◆ Questions to answer:
a. In the post on talking and healing, how many people took part in the workshop "Listening to Men, Listening to Women"?
b. Translate this sentence from the post on talking and healing into Spanish: "My healing process began the minute I stopped hiding and started talking."
c. Transcribe the passage of the post on talking and healing starting with "Part of the" and going on through "by hand. Enjoy!".

◆ Source extract:
According to a study, women talk 3 times as much as men and science tells us that it is due to a having an increased amount of foxp2 protien in our brains, a protien associated with talking. Although there is science to support our talkative nature, communication is how women connect to each others. This past weekend I participated in a workshop called “Listening to Men, Listening to Women.” A group of 75 people came together, the women started out sitting in the front, and the men sitting in the back. The leader would ask the women a series of questions and the men would listen to our answers. At one point, the men were allowed to write questions on note cards to have asked and one of the questions the men asked was “why do women talk so much.”
Not suprisingly, most of the women, myself included, had varying responses about how talking makes us feel connected, helps us process our emotions, get clear about how we are feeling and become present to what we want. We have the gift of gab and it is theraputic and healing in and of itself. So in a round-a-about way if you are dealing with an ED then I encourage you to find someone to talk to. My healing process began the minute I stopped hiding and started talking.
One of the things I shared was about how powerless I felt over my urge to binge. The uncontrollable desire to buy unhealthy, sweet and salty foods to gorge myself on left me feeling like an addict. And I was. I was addicted to the highs and would beat myself up and cry on the floor during the lows.
One of the foods that would cause me the most stress was ice cream.
Ice cream was always off limits for me, unless I was on a binge in which case copious amounts were consumed (writing about this is sort of making me crawl out of my skin, but whatever). To be at a point where I can eat a couple scoops and be satisfied without the self loathing is beyond freeing. There were days when I never thought I’d get here. Making it wholesome and healthy with coconut cream, bananas and strawberries is an added bonus to the enjoyment of this delightful treat. You can eat this, have your sweet tooth cravings satisfied and know that you are providing nourishment to your beautiful body. Its a win-win all around.
Part of the reason I can eat this ice cream and not feel the shame and guilt I once did is because of the ingredients. It is dairy free, refined sugar free, gluten free and nutritionally dense. Something you can not say about standard ice cream. I adapted this recipe from one of my new favorite bloggers, Sarah from Well and Full, but added a banana to the mix, because bananas! Its a great recipe for no-churn ice cream if you do not have an ice cream maker nor the time to churn it by hand. Enjoy!

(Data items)
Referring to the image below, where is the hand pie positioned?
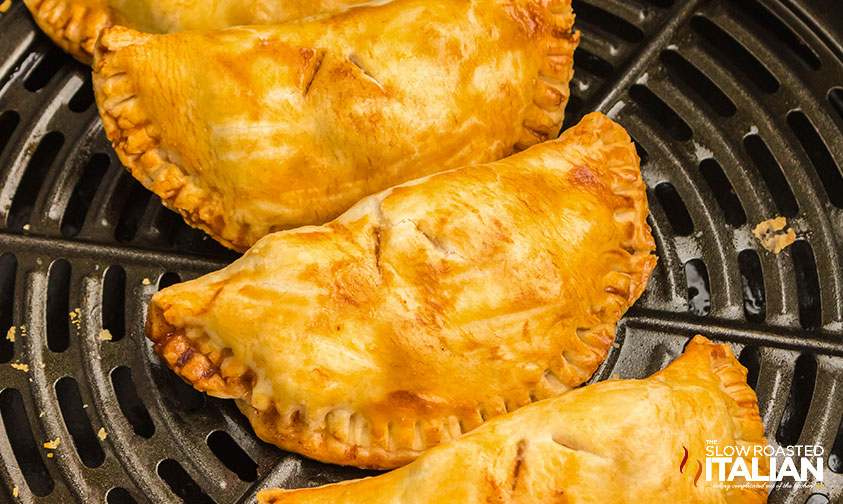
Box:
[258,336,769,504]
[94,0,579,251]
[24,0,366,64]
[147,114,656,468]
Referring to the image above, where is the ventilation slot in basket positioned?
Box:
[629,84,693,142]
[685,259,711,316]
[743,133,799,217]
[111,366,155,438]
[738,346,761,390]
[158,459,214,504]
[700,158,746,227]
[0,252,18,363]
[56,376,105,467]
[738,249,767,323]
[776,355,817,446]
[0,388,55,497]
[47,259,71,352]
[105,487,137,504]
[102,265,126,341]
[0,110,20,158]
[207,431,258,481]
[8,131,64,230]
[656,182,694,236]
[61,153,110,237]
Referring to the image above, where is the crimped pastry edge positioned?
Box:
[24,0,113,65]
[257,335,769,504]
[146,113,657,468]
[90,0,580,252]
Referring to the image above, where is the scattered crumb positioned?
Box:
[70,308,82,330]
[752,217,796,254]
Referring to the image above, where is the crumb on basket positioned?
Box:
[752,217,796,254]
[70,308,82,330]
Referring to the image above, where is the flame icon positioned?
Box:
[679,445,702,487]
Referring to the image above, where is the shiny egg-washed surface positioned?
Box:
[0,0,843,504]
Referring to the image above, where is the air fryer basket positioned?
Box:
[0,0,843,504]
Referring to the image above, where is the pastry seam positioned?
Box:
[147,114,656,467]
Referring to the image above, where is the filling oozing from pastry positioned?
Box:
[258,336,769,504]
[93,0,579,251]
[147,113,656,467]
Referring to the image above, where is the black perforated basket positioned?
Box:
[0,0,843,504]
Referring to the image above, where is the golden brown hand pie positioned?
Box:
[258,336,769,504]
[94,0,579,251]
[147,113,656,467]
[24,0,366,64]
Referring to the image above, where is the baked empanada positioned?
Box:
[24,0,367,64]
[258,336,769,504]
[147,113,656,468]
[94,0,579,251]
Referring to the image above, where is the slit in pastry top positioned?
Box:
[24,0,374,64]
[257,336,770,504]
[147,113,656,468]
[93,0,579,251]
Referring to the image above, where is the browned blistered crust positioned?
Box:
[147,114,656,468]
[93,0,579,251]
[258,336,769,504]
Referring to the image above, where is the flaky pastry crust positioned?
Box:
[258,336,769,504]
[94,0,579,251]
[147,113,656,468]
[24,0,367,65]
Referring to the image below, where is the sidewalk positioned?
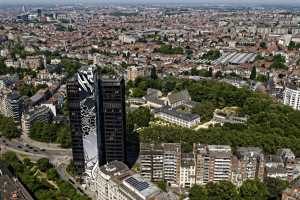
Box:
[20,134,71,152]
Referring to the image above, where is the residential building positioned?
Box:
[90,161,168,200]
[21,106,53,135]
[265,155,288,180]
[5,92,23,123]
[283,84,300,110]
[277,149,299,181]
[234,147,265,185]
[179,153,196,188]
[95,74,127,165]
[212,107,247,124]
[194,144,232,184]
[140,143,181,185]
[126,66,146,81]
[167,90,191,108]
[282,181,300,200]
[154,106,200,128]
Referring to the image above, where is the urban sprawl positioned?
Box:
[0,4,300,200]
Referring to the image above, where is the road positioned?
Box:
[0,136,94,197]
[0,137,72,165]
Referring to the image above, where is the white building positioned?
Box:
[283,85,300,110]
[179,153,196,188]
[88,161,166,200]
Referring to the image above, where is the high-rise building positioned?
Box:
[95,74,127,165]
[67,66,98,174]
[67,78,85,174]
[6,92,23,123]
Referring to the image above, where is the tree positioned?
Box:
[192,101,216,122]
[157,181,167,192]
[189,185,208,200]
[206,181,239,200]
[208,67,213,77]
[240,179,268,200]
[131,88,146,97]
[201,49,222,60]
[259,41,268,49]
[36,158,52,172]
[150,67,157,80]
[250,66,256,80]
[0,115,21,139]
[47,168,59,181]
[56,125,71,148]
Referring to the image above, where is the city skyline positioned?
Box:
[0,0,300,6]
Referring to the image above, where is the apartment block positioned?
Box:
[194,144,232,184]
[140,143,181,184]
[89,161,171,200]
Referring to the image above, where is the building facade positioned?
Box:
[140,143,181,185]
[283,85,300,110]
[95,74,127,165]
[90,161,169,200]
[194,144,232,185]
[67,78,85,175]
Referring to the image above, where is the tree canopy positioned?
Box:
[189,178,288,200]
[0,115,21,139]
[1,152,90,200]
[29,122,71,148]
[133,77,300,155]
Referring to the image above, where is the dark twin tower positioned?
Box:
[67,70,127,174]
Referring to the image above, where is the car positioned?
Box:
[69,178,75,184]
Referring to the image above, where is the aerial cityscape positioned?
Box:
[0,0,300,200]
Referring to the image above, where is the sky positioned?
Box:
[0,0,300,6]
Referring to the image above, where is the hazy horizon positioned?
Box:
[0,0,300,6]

==

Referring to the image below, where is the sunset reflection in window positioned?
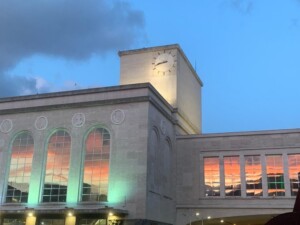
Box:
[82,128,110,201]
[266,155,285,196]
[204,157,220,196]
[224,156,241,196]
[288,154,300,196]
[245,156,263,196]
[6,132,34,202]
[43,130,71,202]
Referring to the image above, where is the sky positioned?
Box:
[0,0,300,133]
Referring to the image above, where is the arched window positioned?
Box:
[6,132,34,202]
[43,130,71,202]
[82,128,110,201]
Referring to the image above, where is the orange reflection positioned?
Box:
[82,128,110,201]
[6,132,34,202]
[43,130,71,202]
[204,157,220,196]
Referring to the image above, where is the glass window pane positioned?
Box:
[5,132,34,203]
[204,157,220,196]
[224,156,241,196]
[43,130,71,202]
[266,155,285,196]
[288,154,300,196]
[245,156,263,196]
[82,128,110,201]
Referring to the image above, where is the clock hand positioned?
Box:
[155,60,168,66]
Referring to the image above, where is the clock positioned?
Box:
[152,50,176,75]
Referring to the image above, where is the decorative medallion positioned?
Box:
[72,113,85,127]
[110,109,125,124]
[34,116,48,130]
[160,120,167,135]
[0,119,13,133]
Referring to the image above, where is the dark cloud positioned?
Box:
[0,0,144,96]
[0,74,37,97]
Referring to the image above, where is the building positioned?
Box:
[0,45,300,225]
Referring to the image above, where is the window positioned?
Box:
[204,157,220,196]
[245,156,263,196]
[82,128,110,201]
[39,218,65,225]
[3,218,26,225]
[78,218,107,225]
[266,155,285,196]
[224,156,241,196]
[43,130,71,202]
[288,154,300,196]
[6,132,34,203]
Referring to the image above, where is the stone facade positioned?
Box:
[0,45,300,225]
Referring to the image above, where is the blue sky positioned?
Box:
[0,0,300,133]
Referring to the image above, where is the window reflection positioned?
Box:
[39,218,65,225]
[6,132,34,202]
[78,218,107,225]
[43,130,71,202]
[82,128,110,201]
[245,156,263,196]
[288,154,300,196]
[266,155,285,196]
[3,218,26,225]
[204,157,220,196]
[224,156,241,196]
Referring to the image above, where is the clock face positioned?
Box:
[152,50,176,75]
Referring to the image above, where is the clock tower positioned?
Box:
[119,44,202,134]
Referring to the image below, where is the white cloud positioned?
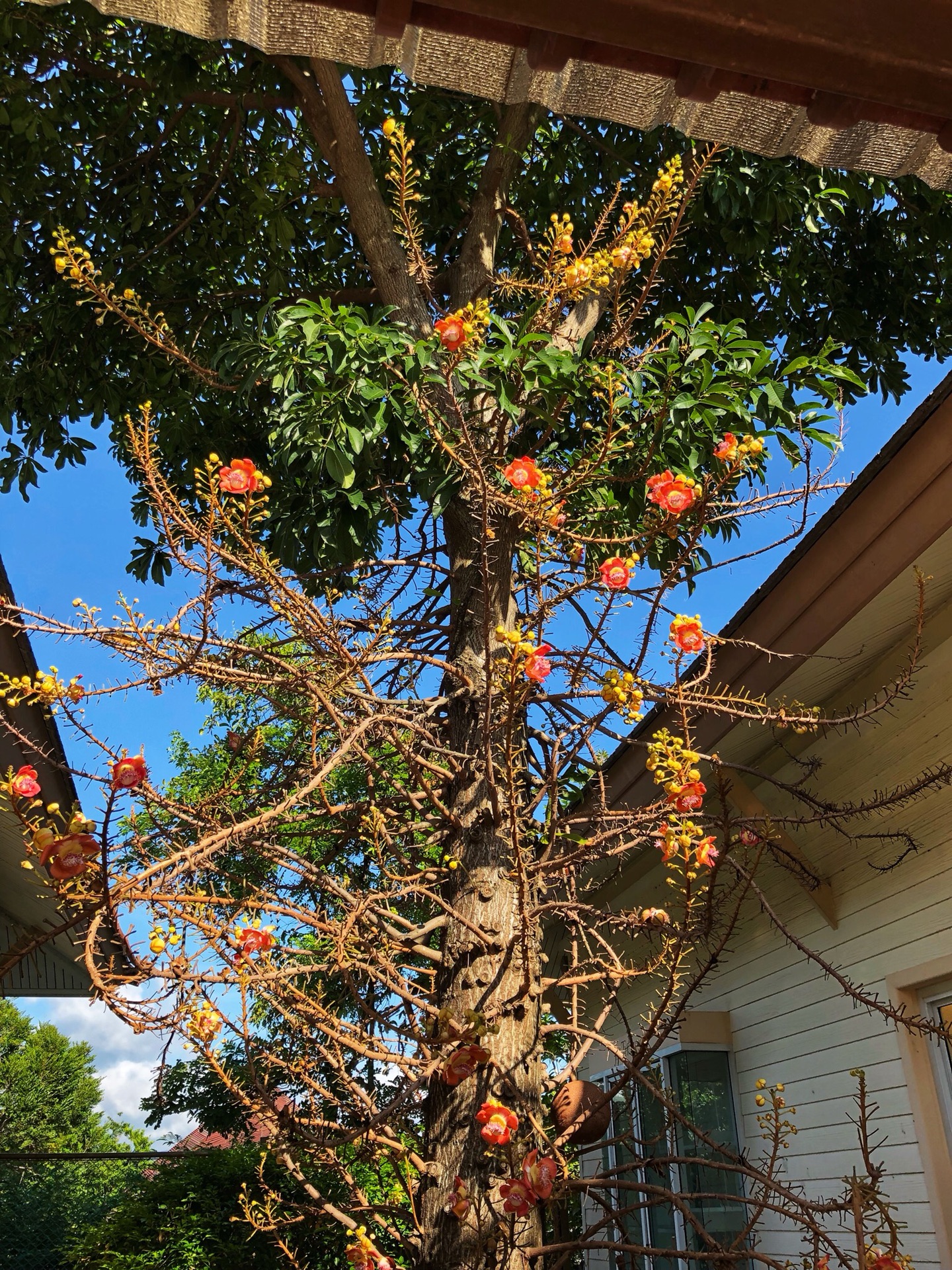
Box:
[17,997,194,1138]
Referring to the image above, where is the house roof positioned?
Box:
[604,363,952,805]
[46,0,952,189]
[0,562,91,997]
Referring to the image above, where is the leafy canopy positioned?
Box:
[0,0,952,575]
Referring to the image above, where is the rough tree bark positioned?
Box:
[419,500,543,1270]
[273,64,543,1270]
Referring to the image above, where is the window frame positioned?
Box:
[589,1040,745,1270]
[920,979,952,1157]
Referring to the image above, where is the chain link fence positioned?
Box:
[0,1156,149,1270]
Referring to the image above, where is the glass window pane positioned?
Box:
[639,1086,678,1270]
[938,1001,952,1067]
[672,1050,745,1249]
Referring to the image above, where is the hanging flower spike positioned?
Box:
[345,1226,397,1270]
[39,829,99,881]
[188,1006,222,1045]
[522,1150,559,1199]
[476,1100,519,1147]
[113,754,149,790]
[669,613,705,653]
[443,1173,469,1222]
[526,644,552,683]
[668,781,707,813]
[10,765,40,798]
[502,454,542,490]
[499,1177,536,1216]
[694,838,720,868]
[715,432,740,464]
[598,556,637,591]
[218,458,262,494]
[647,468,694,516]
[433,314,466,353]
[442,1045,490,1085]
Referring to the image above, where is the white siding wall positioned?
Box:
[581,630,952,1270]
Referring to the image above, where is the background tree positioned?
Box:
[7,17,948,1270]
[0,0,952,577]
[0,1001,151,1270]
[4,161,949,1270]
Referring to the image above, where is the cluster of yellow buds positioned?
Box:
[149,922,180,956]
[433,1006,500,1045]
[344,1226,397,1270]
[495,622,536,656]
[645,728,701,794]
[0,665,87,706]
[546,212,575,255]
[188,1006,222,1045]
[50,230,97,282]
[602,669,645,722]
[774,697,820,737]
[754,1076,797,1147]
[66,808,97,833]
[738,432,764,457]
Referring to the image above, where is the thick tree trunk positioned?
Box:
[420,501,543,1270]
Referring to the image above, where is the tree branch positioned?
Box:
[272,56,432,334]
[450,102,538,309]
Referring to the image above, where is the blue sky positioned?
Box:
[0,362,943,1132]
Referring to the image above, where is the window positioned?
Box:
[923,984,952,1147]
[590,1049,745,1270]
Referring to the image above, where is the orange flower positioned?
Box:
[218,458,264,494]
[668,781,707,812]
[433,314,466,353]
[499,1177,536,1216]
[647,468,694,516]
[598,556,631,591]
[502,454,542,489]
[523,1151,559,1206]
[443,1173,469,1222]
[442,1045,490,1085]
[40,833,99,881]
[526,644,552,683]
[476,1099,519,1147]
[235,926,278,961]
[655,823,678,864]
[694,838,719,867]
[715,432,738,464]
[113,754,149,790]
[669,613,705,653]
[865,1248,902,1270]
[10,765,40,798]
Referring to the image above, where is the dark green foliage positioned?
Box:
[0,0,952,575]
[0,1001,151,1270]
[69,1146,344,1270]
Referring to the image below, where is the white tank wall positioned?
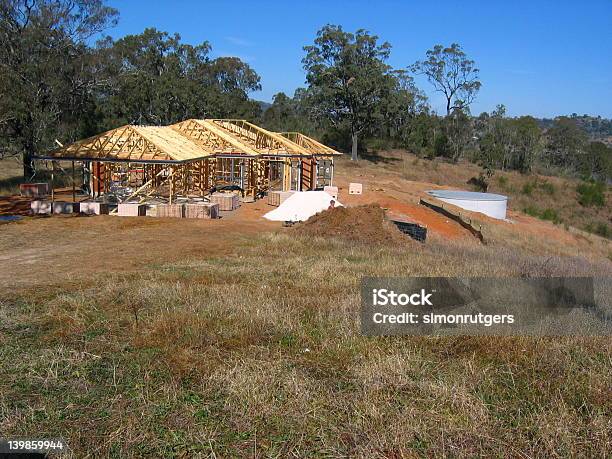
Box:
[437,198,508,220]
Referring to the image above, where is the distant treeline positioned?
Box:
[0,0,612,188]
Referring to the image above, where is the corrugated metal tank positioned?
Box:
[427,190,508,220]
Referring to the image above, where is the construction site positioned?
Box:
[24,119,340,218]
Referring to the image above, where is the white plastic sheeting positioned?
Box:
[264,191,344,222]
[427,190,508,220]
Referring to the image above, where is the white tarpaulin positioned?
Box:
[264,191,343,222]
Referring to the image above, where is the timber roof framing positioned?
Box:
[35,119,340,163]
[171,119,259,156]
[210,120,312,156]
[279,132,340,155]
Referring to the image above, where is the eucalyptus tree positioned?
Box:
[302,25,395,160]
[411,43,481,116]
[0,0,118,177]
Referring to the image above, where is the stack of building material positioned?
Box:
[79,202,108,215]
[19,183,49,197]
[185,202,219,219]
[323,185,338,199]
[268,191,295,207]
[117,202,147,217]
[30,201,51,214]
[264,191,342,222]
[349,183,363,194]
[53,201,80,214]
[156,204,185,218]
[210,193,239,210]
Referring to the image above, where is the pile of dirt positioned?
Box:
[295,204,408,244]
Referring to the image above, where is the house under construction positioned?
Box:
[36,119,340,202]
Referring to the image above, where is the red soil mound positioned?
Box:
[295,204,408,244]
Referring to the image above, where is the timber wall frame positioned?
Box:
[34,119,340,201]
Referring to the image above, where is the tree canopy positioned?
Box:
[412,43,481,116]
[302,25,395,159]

* * *

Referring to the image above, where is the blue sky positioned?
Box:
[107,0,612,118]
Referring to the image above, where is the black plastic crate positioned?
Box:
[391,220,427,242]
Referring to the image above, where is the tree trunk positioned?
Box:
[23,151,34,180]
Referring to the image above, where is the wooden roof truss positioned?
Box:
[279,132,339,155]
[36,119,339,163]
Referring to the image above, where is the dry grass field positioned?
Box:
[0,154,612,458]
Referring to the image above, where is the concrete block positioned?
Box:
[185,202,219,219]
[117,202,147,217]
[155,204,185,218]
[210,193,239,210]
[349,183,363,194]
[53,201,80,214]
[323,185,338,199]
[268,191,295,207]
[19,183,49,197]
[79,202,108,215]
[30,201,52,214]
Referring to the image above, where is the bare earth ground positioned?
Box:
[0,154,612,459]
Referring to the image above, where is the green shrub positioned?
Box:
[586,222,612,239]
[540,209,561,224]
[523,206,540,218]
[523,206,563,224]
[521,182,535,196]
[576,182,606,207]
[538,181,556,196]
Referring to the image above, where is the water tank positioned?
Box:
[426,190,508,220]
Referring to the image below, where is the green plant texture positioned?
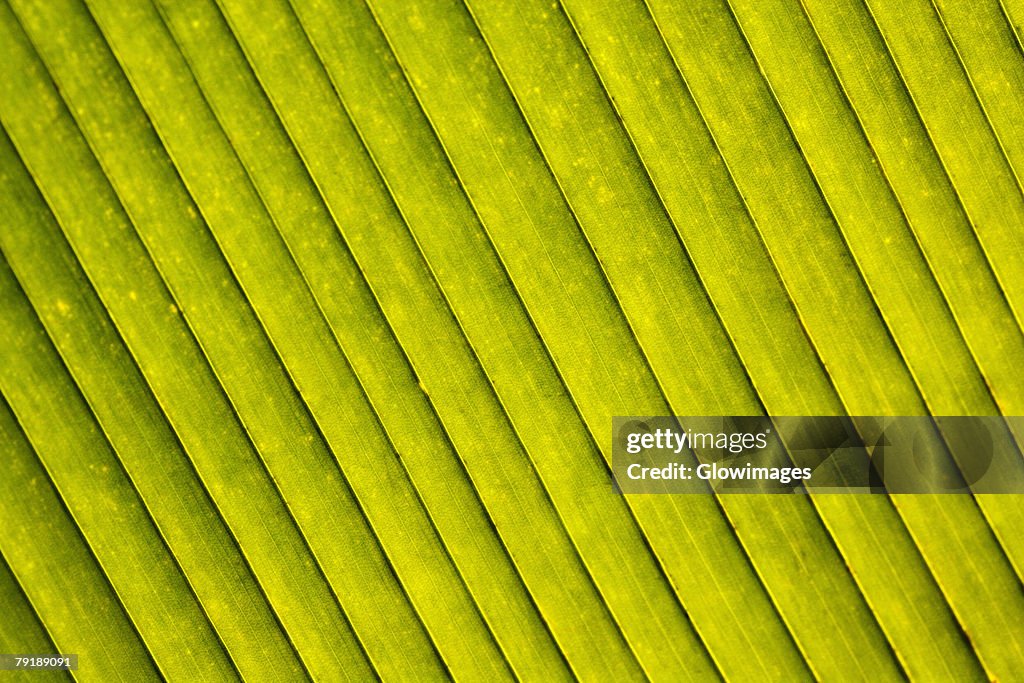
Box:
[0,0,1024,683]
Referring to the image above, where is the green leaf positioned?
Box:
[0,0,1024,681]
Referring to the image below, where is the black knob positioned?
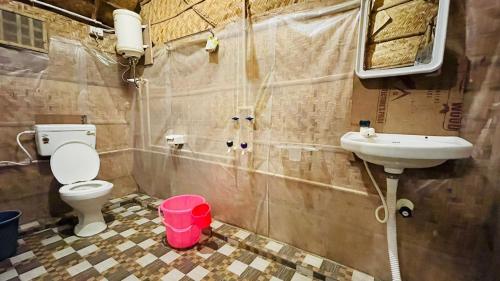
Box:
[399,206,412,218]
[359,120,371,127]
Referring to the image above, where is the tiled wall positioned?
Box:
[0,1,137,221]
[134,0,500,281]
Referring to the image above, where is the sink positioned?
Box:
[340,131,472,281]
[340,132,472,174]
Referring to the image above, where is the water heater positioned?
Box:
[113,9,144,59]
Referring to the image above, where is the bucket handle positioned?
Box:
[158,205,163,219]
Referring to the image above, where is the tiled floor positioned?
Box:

◆ Exercise answers:
a. 75 people.

b. Mi proceso de sanación comenzó en el momento en que dejé de esconderme y empecé a hablar.

c.
Part of the reason I can eat this ice cream and not feel the shame and guilt I once did is because of the ingredients. It is dairy free, refined sugar free, gluten free and nutritionally dense. Something you can not say about standard ice cream. I adapted this recipe from one of my new favorite bloggers, Sarah from Well and Full, but added a banana to the mix, because bananas! Its a great recipe for no-churn ice cream if you do not have an ice cream maker nor the time to churn it by hand. Enjoy!